» OBJECTIVES:
[1] In the article on early puberty, rewrite the paragraph beginning "Curfews for 11-year-olds are getting later" more briefly, keeping its main facts.
[2] Write a continuation of the article on early puberty, starting after its final paragraph.
* start EXTRACT TO READ *
According to Tishbi, "the culture as a whole is piggybacking on the phenomenon of early puberty, seeing girls as Lolitas."
Several outlets expose children to sexual content at an early age: children's television shows, such as "Hashminiya," whose stars, in their 20s, are seen making out and kissing at length; the telenovelas; ads for children's clothes with blunt messages.
"I see girls with their stomachs and chests exposed; their sexual behavior is very flamboyant," says Tishbi. "They are thrown into the adults' arena. There is pressure to kiss or go a bit further. The body progresses, but there is no understanding or internal process. The experience is barren and emotionless, and creates anxieties."
According to her, parents forget to set limits because they, too, are captives of external appearance.
"Curfews for 11-year-olds are getting later. Parents supervise them less. They tend to allow excessive independence," Tishbi says. But the young adolescent girls still need parents' authority, guidance and protection.
"I feel it's happening too fast, adolescence," says Anat, 12, also of Jerusalem. "No one prepared me. For as I long as I can remember, I've been a girl and suddenly I have to wear a training bra. When you're an adolescent girl, it looks nicer because there is actually a chest. But being in between, that's what's annoying. You're not a child and you're not a teenager. Sometimes I just want to cry. And when they tell me, 'you can't cry like that because you're not a baby,' it makes me angry.
"My friends are also more sensitive. And there are scary things, such as starting junior high school or wearing a bra. There are a lot of things that you're embarrassed about, mostly connected to your body. There are some girls who are very developed. They are talked about, but most of the talk is about embarrassment, because, right away, you go and check yourself."
The 'Hop' fans
"Puberty? Yuck, a lot of blood," says Neta Nahtomi, 11, off the cuff. She actually delved into the subject via a book her mother bought her. "I just wanted to understand what's happening to me. I don't think it's scary or anything like that."
Michal Nahtomi, Neta's mother, is surprised by her daughter's complete lack of embarrassment over everything associated with puberty.
"I think she's also a lot more mature and responsible than I was at that age," she says. "Life is somehow more pressured today. I always thought I was a cool mom, but now that Neta is more independent and goes places by herself, there is more pressure. I make sure she didn't forget her cell phone. I need to know where she is at any given moment. And who she's with."
Neta, Tom Freudental and Amit Saar, all friends from the A.D. Gordon School in Tel Aviv, admit that they miss kindergarten. And when they jump on the bed in Tom's room, this longing seems obvious.
"When you grow up you have boobs and it's not fun," says Amit. "There are girls who have pimples. All sorts of things happen to you. You can't just be."
The room has a collection of handicrafts, stuffed dolls, and pillows with pink prints that prove a little girl's fondness for kitsch has not waned over the years. On the contrary, there is a renewed desire for anything that is pink "and kind of cute." With the necessary savvy, this step backward to kindergarten age is being transformed into a trend. There are girls who said, for example, that they watch the children's channel, "Hop," when no one is looking. A group of girls in a Tzofim scouts troop in Jerusalem call themselves "the Hop fans."
* end EXTRACT TO READ *
* start SUPPLIED INFORMATION *
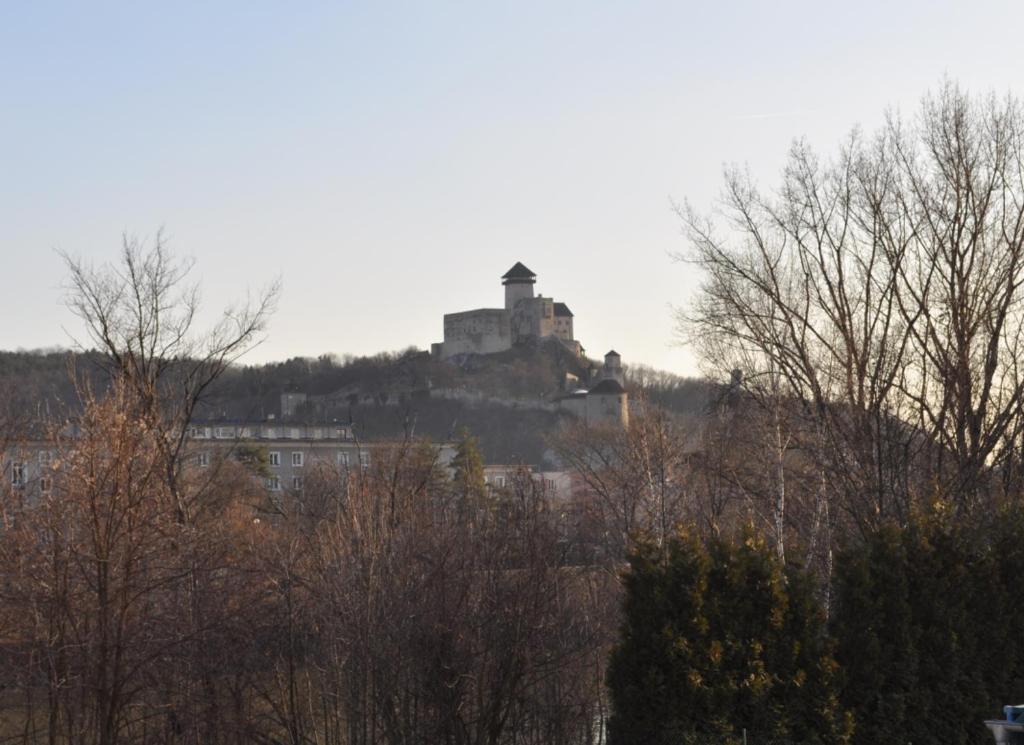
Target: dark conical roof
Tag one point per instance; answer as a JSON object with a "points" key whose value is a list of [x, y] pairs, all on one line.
{"points": [[519, 271]]}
* end SUPPLIED INFORMATION *
» RESPONSES BY TASK:
[1] Tishbi says curfews for 11-year-olds keep getting later, and parents supervise less and allow too much independence. Young adolescent girls still need their parents' authority, guidance and protection.

[2]
Tom, Neta and Amit of Tel Aviv prefer "Hashminiya" or "The Island," the flagship programs of the children's channel on HOT. According to them, kissing "is yuck. When there is kissing, we close our eyes," adds Tom.
"There are kids in our class who love each other. But they don't really talk about it," says Tom. "So we figure out who's a couple. If someone doesn't hide that she likes boys, she makes herself look silly."
"The society is very critical, mainly when it comes to the subject of couples," agrees Milayt. "On ICQ, you're not really yourself. In order to be considered in, you basically have to come up with a great name."
"Great," in the eyes of some classmates, means a name with blatant sexual connotations: "A firebomb since age six," "fire dancer," "silences with a kiss." On ICQ, couples tend to drop hot declarations of their love even though, in the real world, boys and girls are still in the cold-war stage.
Neta, Tom and Amit prefer blogs to chatting. Around a third of the girls in their class have blogs, a sort of "dear diary" on the Internet, open to the public. The content ranges from the childish to puberty-age depression.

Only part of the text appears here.